[Extracted data entries]
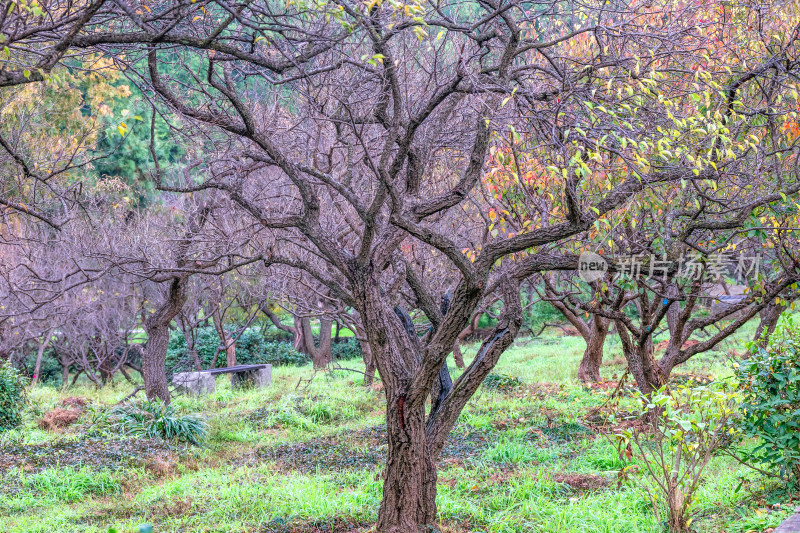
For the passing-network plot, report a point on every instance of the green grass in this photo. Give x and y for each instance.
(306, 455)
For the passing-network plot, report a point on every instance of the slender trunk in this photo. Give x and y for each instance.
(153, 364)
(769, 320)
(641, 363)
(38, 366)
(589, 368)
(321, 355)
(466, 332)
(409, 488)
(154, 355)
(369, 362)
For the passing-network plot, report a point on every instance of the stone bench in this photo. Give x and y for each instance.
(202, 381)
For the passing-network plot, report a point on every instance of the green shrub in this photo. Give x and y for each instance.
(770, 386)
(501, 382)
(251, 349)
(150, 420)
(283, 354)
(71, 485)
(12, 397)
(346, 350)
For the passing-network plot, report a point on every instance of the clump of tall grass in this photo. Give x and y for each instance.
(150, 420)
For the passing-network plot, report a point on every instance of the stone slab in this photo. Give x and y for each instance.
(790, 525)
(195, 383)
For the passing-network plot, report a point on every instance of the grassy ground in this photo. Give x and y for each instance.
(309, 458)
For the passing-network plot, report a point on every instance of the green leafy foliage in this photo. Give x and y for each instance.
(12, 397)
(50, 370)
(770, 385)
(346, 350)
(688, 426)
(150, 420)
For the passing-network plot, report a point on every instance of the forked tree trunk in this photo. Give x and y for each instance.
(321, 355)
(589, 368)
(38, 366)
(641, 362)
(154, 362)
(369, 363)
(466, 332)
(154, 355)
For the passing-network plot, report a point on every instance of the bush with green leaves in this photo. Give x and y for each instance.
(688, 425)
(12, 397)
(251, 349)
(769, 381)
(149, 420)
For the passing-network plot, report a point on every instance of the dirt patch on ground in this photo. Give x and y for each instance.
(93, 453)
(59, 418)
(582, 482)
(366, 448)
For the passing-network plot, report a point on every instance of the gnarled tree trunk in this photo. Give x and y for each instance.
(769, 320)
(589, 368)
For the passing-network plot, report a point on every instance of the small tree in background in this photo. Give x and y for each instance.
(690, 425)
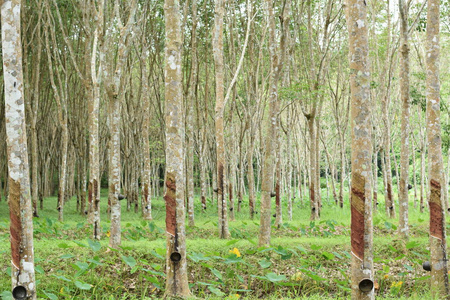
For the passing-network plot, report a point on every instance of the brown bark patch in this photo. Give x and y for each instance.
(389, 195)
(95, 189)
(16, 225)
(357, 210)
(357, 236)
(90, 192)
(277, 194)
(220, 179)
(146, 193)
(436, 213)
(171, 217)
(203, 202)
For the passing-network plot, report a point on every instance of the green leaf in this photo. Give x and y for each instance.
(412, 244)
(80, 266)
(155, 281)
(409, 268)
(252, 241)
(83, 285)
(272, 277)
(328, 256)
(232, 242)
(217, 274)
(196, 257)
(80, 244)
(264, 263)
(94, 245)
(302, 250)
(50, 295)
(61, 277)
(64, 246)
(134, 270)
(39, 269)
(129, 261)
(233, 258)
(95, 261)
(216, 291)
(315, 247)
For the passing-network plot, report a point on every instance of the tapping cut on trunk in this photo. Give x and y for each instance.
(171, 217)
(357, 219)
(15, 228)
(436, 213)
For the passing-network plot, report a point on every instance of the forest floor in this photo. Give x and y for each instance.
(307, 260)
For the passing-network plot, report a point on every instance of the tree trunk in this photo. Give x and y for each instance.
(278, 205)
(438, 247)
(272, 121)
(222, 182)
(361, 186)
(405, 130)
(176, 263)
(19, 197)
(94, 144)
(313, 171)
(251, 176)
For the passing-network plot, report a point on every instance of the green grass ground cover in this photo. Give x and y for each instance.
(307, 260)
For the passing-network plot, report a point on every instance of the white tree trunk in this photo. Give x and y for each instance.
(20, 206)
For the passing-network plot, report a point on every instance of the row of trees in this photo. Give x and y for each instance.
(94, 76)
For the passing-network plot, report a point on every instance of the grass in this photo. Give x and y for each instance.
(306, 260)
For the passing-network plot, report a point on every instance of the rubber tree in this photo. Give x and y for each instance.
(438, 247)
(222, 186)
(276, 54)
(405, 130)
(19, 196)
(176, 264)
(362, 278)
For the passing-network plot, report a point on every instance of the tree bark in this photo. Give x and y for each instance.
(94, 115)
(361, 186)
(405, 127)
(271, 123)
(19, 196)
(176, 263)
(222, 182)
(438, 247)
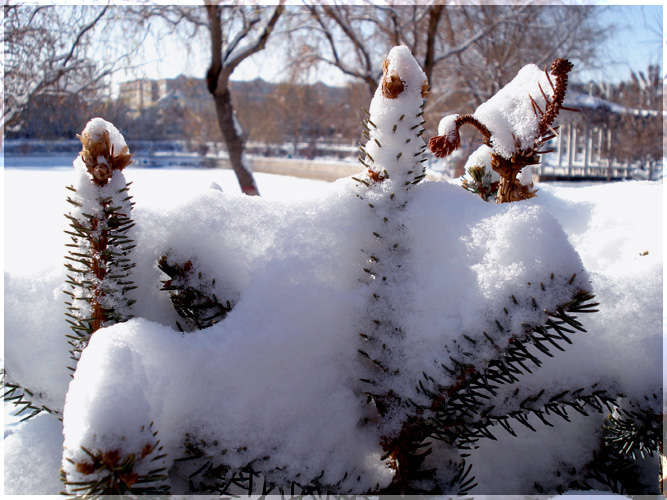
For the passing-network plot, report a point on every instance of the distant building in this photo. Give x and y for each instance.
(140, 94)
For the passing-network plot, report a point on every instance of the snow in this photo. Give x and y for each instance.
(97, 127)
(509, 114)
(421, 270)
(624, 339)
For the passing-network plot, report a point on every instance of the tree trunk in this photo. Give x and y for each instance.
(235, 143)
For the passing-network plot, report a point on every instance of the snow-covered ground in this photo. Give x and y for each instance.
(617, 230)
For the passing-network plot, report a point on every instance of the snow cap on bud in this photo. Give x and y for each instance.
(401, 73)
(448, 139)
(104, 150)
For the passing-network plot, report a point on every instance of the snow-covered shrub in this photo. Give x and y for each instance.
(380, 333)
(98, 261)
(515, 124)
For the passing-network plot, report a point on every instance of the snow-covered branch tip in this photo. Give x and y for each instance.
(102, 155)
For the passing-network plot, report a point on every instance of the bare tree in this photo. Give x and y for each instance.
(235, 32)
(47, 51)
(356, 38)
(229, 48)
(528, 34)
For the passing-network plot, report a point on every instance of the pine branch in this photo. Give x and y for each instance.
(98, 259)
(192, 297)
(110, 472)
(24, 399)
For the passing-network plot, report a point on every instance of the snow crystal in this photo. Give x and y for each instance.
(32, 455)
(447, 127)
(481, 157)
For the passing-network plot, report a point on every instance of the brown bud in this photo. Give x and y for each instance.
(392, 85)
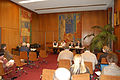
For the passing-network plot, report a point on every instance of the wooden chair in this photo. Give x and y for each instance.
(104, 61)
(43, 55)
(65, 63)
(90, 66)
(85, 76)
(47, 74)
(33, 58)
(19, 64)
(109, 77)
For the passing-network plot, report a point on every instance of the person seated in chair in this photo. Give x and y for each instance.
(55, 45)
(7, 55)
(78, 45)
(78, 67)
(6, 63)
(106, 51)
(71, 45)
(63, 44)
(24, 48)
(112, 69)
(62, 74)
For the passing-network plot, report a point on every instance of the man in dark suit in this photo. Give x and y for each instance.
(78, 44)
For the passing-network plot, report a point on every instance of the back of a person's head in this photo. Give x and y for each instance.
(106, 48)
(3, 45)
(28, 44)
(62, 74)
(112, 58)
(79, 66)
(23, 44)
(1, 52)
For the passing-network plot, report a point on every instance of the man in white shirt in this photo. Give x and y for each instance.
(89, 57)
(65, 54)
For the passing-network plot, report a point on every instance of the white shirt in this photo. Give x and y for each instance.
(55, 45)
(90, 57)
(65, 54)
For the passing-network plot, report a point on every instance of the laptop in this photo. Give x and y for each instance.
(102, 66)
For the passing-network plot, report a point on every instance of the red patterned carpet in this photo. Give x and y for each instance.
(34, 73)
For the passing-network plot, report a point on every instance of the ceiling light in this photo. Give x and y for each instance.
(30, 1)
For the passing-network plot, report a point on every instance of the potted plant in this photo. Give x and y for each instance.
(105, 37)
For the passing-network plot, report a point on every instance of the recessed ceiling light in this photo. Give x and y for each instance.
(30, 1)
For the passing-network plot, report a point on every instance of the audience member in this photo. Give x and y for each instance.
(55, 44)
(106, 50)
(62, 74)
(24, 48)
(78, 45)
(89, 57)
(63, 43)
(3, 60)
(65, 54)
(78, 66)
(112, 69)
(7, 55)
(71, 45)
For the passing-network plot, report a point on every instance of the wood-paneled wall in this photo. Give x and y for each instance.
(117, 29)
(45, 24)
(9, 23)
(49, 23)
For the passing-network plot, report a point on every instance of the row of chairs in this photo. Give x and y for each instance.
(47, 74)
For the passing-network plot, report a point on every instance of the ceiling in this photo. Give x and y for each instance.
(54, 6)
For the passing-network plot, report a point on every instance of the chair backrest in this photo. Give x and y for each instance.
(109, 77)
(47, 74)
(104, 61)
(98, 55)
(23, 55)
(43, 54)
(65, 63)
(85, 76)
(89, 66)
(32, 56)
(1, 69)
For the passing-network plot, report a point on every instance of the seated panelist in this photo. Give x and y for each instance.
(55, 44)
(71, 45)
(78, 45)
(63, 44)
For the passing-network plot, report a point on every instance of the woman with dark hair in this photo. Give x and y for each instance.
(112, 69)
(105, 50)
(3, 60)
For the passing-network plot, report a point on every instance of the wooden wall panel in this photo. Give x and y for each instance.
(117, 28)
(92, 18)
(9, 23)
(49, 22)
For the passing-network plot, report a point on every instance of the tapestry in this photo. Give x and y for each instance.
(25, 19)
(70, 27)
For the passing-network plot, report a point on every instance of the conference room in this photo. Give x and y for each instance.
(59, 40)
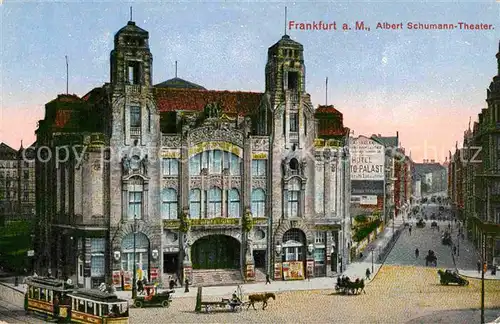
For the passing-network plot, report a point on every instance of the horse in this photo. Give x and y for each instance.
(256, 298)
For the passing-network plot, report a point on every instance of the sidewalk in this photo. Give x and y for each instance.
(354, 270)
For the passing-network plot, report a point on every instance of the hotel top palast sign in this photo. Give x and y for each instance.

> [TASK DIRECTIONS]:
All lines after and including the one with "of the seated", through the end of the entries above, should be output exactly and by themselves. The pictures are to be left out.

> [ANSWER FOR THE TASK]:
For the passing-network plot, report a point on every instance of the seated panelist in this photo. Give x and y for each instance.
(55, 44)
(71, 45)
(78, 45)
(63, 44)
For the passing-network plot, report a point on every instance of the woman with dark hair in this photo. Give x and y for each instance.
(112, 69)
(105, 50)
(3, 60)
For the passing-network plot, report a point on every instance of the wooden wall panel in this photo. Give x and y for each instance.
(117, 28)
(92, 18)
(9, 23)
(49, 22)
For the passing-network plot, report a point on every instance of the tapestry in this photo. Give x and y for each instance.
(25, 19)
(70, 27)
For the passing-network plot, report a point on every instance of the conference room in this photo. Give x and y for each instance.
(59, 40)
For the passing-network plot, report a point on every instance of the horse in this photo. Give x and y for each instance.
(256, 298)
For the passing-network plot, report a point on every instance of the sidewalk in this photo. Give x and y for each instance.
(354, 270)
For the passing-network plot, report a point on every instance of the hotel top palast sign in this photo. Give x and y for each instance.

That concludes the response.